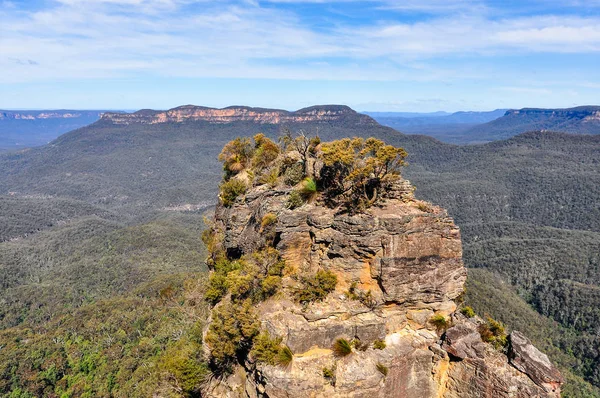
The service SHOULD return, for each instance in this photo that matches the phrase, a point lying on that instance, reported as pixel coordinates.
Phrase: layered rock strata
(407, 254)
(325, 113)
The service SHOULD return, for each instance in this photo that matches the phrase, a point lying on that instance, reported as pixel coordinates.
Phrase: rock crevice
(407, 255)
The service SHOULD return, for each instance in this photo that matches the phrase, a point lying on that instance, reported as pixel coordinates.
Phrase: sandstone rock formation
(236, 114)
(400, 275)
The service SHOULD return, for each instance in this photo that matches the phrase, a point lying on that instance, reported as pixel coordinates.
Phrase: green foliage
(265, 348)
(235, 156)
(293, 174)
(379, 344)
(341, 347)
(357, 171)
(440, 322)
(493, 332)
(285, 356)
(467, 311)
(295, 200)
(231, 332)
(265, 152)
(316, 287)
(308, 188)
(268, 220)
(329, 374)
(230, 190)
(354, 293)
(270, 350)
(120, 346)
(217, 288)
(184, 362)
(382, 369)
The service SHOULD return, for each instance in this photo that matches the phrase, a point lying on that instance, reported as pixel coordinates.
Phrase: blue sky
(376, 55)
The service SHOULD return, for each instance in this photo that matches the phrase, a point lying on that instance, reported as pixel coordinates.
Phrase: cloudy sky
(411, 55)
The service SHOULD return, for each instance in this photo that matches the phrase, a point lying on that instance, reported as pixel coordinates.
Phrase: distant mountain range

----

Lay out every line of the material above as a Markdown table with two columns, Row (a running number) and Text (the line), skipping blank lines. Omit the pictures from the table.

* _The output_
| Row | Text |
|---|---|
| 1 | The service SHOULD return, for each instance in this photo that matches the phrase, a point lying on that instance, reported as pixel coordinates. |
| 2 | Phrase: layered rock strata |
| 3 | (407, 254) |
| 4 | (325, 113) |
| 5 | The service SHOULD return, for each instance in this photo that matches the phrase, a point lying on that instance, reported as pixel coordinates. |
| 6 | Phrase: rock crevice |
| 7 | (407, 255) |
| 8 | The service SHOULD return, for each instance in this photo that matches the phrase, a point lying on that instance, reported as pixel coordinates. |
| 9 | Phrase: sandstone rock formation |
| 10 | (236, 114) |
| 11 | (400, 275) |
| 12 | The service SHOULD return, for each instance in this photo that matches the phrase, a point lying on that instance, reported as pixel coordinates. |
| 13 | Phrase: green foliage |
| 14 | (265, 348) |
| 15 | (235, 156) |
| 16 | (293, 174) |
| 17 | (379, 344) |
| 18 | (341, 347) |
| 19 | (357, 171) |
| 20 | (440, 322) |
| 21 | (493, 332) |
| 22 | (285, 356) |
| 23 | (467, 311) |
| 24 | (295, 200) |
| 25 | (231, 332) |
| 26 | (265, 152) |
| 27 | (316, 287) |
| 28 | (308, 188) |
| 29 | (268, 220) |
| 30 | (329, 374) |
| 31 | (230, 190) |
| 32 | (354, 293) |
| 33 | (270, 350) |
| 34 | (120, 346) |
| 35 | (217, 288) |
| 36 | (184, 362) |
| 37 | (382, 369) |
| 38 | The service SHOULD return, for each instance in this photo that matches the phrase, a point lying on that instance, reported as pixel coordinates. |
| 39 | Phrase: blue sky |
| 40 | (376, 55) |
| 41 | The service SHOULD return, for each instance in this photo that matches the phrase, a point lying on that instance, reported as pixel coordinates. |
| 42 | Phrase: cloudy sky |
| 43 | (411, 55) |
| 44 | The service SHOULD return, for each instance in this photo that matches the phrase, a point lying on that instance, reported as pixel coordinates. |
| 45 | Phrase: distant mountain range |